• _Reading passage_

□ □ □ □

Two limitations that beset machine learning up to that prior point have undergone a significant reexamination as a result. Firstly, previous ML models were task-specific; a model trained on a given task was essentially useless when applied to a different, even highly related task. Secondly, the output of an ML model was usually restricted to be low-dimensional, compared to the input data. Deep learning started out in much the same vein. The input to the AlexNet model is a \(256 \times 256\) pixel color image, and each pixel can take on \(2^{24}\) possible colors. This means that the number of possible inputs is over \(10^{473479},\) an astounding number given that the number of atoms in the universe is commonly estimated to be about \(10^{80}.\) The model’s output, on the other hand, simply consists in one among 1000 object labels (such as ‘Persian cat’ or ‘volleyball’). This is a very low-dimensional output as compared to the dimensionality of the input. It is also highly specific to the particular dataset of images that was compiled for the purposes of the ImageNet competition. In subsequent years, deep learning research has shown that low-dimensional output and task specificity were in fact not fundamental limitations, as we outline below.
7.1 Transfer learning and fine-tuning
It came as a surprise that image classification models trained on one task could in fact be repurposed for another, similar task, with modest computational effort. For example, a model trained on the ILSVRC 2012 dataset can be adapted to distinguish between an image of an American football and an image of a papaya, neither of which is a category in the original training dataset. It turns out that the weights learned in the early layers of the model are quite general-purpose feature detectors, which can be used as building blocks to detect nearly any kind of object. Only the last layers need to be retrained to adjust to a new object category. This technique is known as transfer learning, and requires much less computation and data than training the original model did. In the case of AlexNet, millions of images were required to train the model, and each image was ‘looked at’ 90 times over the course of the training (this is referred to as 90 epochs). By contrast, adapting the model to two new categories may require a few hundred additional images and a few epochs. Once the last layers have been retrained, while keeping the early layers frozen, one can also unfreeze the whole network and train a bit longer with a low learning rate, in order to further improve the final accuracy. This process is known as fine-tuning.

□ □ □ □

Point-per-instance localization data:
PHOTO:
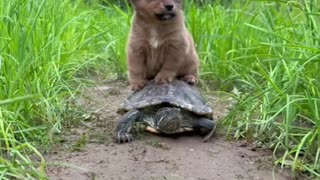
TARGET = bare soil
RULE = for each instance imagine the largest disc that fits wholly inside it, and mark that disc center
(85, 150)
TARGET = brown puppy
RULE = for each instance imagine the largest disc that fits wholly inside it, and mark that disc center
(160, 47)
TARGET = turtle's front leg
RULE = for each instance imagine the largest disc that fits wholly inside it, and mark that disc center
(122, 133)
(206, 127)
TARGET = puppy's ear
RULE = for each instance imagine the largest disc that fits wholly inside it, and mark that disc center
(133, 2)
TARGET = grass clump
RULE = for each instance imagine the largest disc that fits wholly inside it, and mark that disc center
(45, 49)
(269, 51)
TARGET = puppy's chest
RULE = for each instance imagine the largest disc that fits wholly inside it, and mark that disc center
(154, 39)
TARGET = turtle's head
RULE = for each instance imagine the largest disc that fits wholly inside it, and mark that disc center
(168, 120)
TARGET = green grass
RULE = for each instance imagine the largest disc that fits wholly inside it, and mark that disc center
(268, 50)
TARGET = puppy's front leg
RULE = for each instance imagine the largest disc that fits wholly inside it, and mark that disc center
(170, 67)
(136, 68)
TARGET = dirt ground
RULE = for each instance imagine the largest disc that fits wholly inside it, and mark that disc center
(85, 150)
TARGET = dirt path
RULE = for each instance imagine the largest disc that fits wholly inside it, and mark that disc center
(86, 151)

□ □ □ □

• _To do_
According to the deep learning text, how many times was each image looked at during the training of AlexNet? The listing has no connection to the text on deep learning.

• _Written reply_
Each image was looked at 90 times, referred to as 90 epochs.